» Brief
Could you return each of the rows below word for word, with nothing altered?
--- begin Data provided ---
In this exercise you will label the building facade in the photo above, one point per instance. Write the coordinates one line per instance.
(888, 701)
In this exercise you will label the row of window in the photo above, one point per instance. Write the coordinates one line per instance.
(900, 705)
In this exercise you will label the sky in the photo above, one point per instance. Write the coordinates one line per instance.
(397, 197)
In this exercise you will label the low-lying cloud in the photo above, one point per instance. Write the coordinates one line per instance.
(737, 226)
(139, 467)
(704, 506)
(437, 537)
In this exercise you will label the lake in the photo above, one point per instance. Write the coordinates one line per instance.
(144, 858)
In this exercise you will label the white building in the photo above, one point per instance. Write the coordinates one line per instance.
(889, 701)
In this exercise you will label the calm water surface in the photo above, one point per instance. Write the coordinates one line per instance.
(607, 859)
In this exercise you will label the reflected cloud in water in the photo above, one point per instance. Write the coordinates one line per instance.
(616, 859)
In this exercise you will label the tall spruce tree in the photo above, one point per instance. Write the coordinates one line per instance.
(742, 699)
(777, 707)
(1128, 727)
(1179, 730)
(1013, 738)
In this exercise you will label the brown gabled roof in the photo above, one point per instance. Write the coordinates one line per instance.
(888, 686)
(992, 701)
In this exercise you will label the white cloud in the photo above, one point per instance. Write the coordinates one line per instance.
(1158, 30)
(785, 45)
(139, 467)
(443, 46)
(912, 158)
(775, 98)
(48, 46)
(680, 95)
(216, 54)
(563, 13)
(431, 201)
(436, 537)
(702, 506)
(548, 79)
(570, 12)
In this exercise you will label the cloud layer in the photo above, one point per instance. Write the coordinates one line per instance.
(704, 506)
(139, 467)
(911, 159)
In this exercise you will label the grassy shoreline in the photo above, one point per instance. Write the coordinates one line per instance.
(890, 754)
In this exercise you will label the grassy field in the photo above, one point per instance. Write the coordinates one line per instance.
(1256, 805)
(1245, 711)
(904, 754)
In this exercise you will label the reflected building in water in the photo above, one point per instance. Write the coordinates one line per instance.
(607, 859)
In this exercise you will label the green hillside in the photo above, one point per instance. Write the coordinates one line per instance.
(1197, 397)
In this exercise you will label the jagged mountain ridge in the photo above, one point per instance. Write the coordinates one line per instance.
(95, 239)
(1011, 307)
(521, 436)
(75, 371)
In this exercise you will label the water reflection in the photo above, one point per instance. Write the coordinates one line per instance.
--- end Data provided ---
» Correct result
In this exercise you will label the building facade in the photo above, one point per instance. Write the coordinates one line per instance.
(888, 701)
In this exercise you will label the row of window in the photo above, one point per instance. Write the coordinates one line per instance.
(900, 705)
In this exercise you will label the sky in the photo above, one point per instance. Write the coordinates one line per instance.
(397, 197)
In this exercise you will label the low-lying cloud in the photo above, one point per instance. Write the coordinates one line per instance.
(737, 226)
(139, 467)
(704, 506)
(437, 537)
In this exercise you will label the lake in the photo above, one point per instance. Write the coordinates one line per instance.
(144, 858)
In this exercise you will label the white building in the photo above, one point per instance. Write the coordinates one line per instance.
(889, 701)
In this exercise you will label the calm water surface in the photo above, one point per instance. Write the coordinates one line per instance.
(607, 859)
In this exercise you will label the reflected cloud in water in the photo above, one point per instance. Write the coordinates one line per instance.
(616, 859)
In this exercise you will label the tall spruce tree in the photo above, one point per instance. Write the coordinates one line per instance.
(742, 699)
(777, 707)
(1128, 727)
(1179, 730)
(1013, 738)
In this exercise you will label the brown gabled roof in the photo above, one point per instance. Write the coordinates one line per instance.
(888, 686)
(992, 701)
In this exercise you will label the white cloud in the photo above, one point per instance. Write the coordinates one line per instance.
(1158, 30)
(785, 45)
(139, 467)
(443, 46)
(912, 158)
(775, 98)
(48, 46)
(680, 95)
(216, 54)
(563, 13)
(431, 201)
(436, 537)
(702, 506)
(548, 79)
(570, 12)
In this exercise you will label the cloud layer in the photo above, one point per instance. Write the coordinates one line per instance.
(704, 506)
(139, 467)
(911, 159)
In this exercise you will label the grassy shoreline in the photo above, one point per instance. Write the coordinates one line per instance.
(890, 754)
In this exercise you will label the grassy field in the photo above, one point per instance. Write the coordinates one line per instance.
(1256, 805)
(1245, 711)
(904, 754)
In this exercise you will label the reflected building in water in the photo above, one point per instance. Write the coordinates one line per instance.
(607, 859)
In this exercise you will label the green hillside in the photo above, one point per instance. Write the coordinates one line per instance.
(1197, 397)
In this exercise you will label the jagged mountain ridge in the photo above, one point per instance. Write the coordinates one line per instance.
(95, 239)
(1011, 307)
(521, 436)
(75, 371)
In this exercise you will label the water reflection in the photo above, one point per instance. Write the coordinates one line per instance.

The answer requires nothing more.